(THE REQUEST): Reproduce the entire listing below word for word, omitting the pictures.

# start of RECORDS FOR PROCESSING

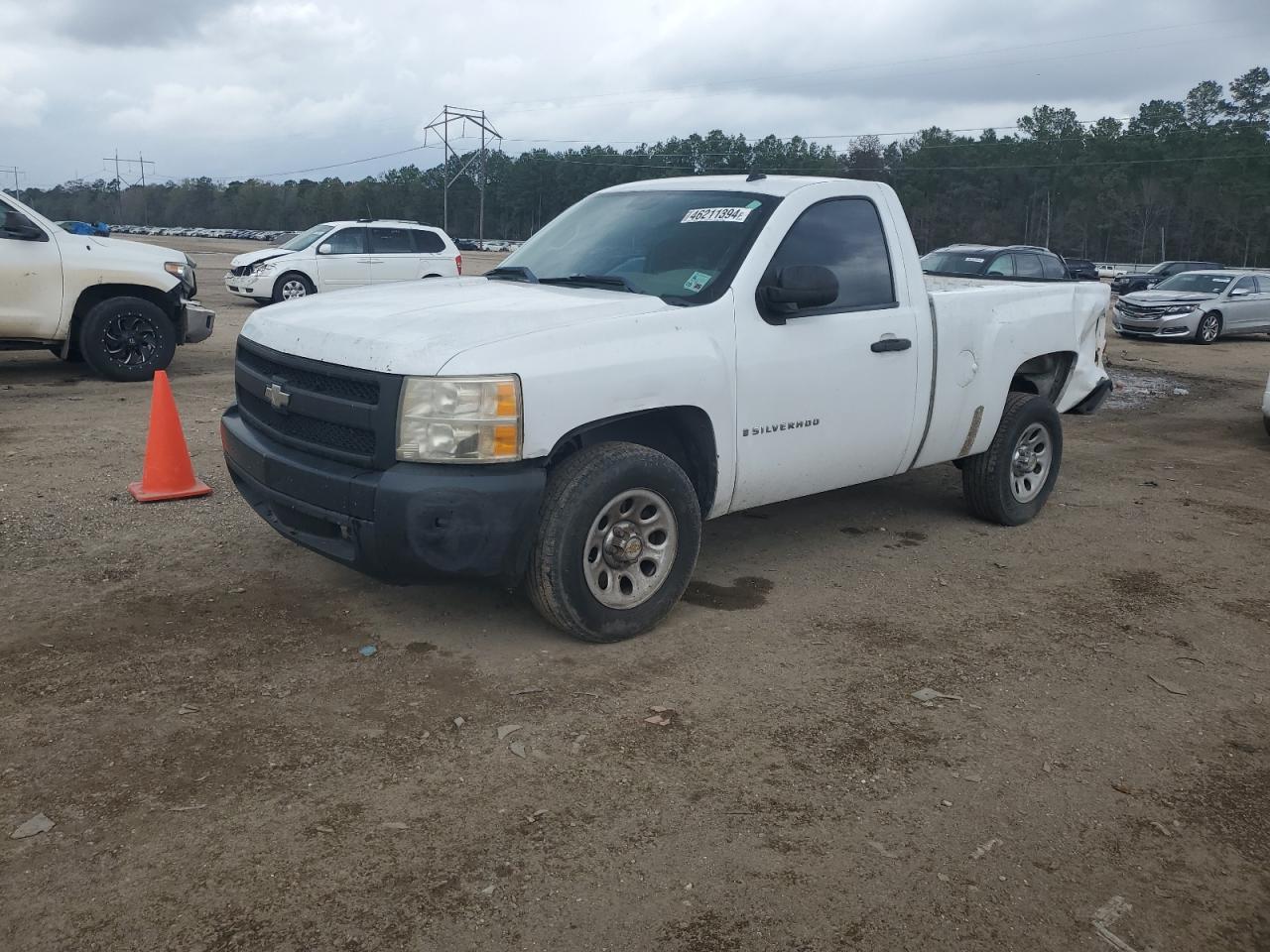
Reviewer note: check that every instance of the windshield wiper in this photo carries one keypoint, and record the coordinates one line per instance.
(608, 281)
(512, 272)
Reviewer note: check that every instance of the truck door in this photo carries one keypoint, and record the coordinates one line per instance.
(343, 261)
(31, 278)
(828, 398)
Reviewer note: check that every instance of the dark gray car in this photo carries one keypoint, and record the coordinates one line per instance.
(1199, 306)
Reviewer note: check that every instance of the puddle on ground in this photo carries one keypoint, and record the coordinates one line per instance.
(1135, 389)
(749, 592)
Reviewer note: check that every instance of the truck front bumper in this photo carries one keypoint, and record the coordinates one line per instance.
(198, 321)
(407, 524)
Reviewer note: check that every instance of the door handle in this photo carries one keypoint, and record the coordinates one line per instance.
(887, 344)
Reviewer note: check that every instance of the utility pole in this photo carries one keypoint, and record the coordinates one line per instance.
(1047, 217)
(140, 162)
(441, 125)
(16, 172)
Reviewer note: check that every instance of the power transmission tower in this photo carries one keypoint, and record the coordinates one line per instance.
(441, 126)
(141, 162)
(16, 172)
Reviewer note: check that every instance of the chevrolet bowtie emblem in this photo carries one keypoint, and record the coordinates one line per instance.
(277, 397)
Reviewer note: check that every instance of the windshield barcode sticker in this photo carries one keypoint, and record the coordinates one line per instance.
(695, 214)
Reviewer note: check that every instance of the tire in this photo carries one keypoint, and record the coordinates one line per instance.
(996, 483)
(1209, 329)
(291, 286)
(568, 566)
(127, 339)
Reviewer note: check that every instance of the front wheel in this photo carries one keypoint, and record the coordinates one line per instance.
(1010, 481)
(1209, 329)
(127, 339)
(617, 542)
(291, 286)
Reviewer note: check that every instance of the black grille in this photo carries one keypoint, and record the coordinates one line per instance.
(361, 391)
(341, 413)
(1138, 311)
(333, 435)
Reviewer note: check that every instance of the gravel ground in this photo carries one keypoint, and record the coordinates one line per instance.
(182, 693)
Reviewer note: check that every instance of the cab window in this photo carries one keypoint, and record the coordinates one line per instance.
(1028, 266)
(843, 235)
(429, 243)
(1003, 266)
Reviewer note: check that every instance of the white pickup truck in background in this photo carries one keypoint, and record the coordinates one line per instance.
(661, 353)
(121, 306)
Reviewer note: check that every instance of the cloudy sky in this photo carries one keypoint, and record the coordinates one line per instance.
(273, 86)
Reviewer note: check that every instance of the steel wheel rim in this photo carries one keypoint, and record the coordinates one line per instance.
(1030, 462)
(630, 548)
(130, 339)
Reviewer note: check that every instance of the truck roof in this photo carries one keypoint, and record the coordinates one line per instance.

# end of RECORDS FOR PROCESSING

(SOLVED EXERCISE):
Reviewer note: check that every instance of the windshield wiper in this photo carries one keypoint, and record the coordinates one line per instance.
(608, 281)
(512, 272)
Reviewer note: check that every instance of the truck door in this photo carries one keypoint, and record the coordinates one line per instance.
(343, 261)
(31, 278)
(828, 398)
Reviewer note: check that every instance of the dark gray car in this photo carries one keypoint, and record the coordinates one line per instance.
(1199, 306)
Reviewer note: check that every instance of the puddle on ground in this photo carries one keypoint, and record the coordinates one line per instance.
(1135, 389)
(749, 592)
Reviewer note: check that every instance of the truck front bumper in this photo carries one keypoint, and record the coordinates one line per instance.
(198, 321)
(407, 524)
Reviewer note: check that every instance of the door handle in this photo carries one keypoint, and record the coordinates one line per instance.
(887, 344)
Reviewer note: check that every instance of the utility pole in this photo carries one keypoint, and record the coordinates one line per instance.
(1047, 217)
(140, 162)
(441, 125)
(16, 172)
Reviewer note: check that every instance of the power transmission tower in this photo carries one keypoint, and record the coordinates one line per instance.
(441, 126)
(141, 162)
(16, 172)
Reviewer note: check that every instance of the chevrolet bowtie emblem in this photo carries one keypoint, and record the coordinates one line per instance.
(277, 397)
Reviewer note: check that every instance of the windshield barcode sticker in this photo carries one keypoint, and record the coordinates one line per instance.
(695, 214)
Reviewer note: check that every instance of the tire in this photo carries one keypoint, and record the coordinates one line per instance.
(996, 483)
(1209, 329)
(291, 286)
(568, 566)
(127, 339)
Reviewer note: check that every instance of the front wheel in this photo carries one keypoint, and record the coordinates one line per instance.
(1010, 481)
(1209, 329)
(127, 339)
(617, 542)
(291, 286)
Reviewer note: check that every instance of the black grille in this photo carries one keypoint, and record the coordinates one line per instance.
(361, 391)
(341, 413)
(1138, 311)
(333, 435)
Reviewer note: check that every instance of the gravel ground in this photo carries one keypoint, and record the coordinates one line per instance.
(182, 693)
Reviewer note: check that every instance of the cab window in this photo carries one keypoint, and record the coordinates one line per instance.
(1028, 266)
(843, 235)
(429, 243)
(1003, 266)
Reviewer note: check that every instance of the white pickup truck in background in this photo carries one keypoint, and record the coordinates one line per instance.
(661, 353)
(121, 306)
Reviewer note: check that every instance of the cloudy sky in this photo carries one keypoint, and record the coordinates one line per instance.
(273, 86)
Reviewer note: check that every instance of the steel wheel rim in this photo carries one keypoint, and record the coordinates one line per instance.
(1030, 462)
(630, 548)
(130, 339)
Reviewer note: check that every instance of the truck roof in this photo carries one keypoint, and record the coordinates one line per instance.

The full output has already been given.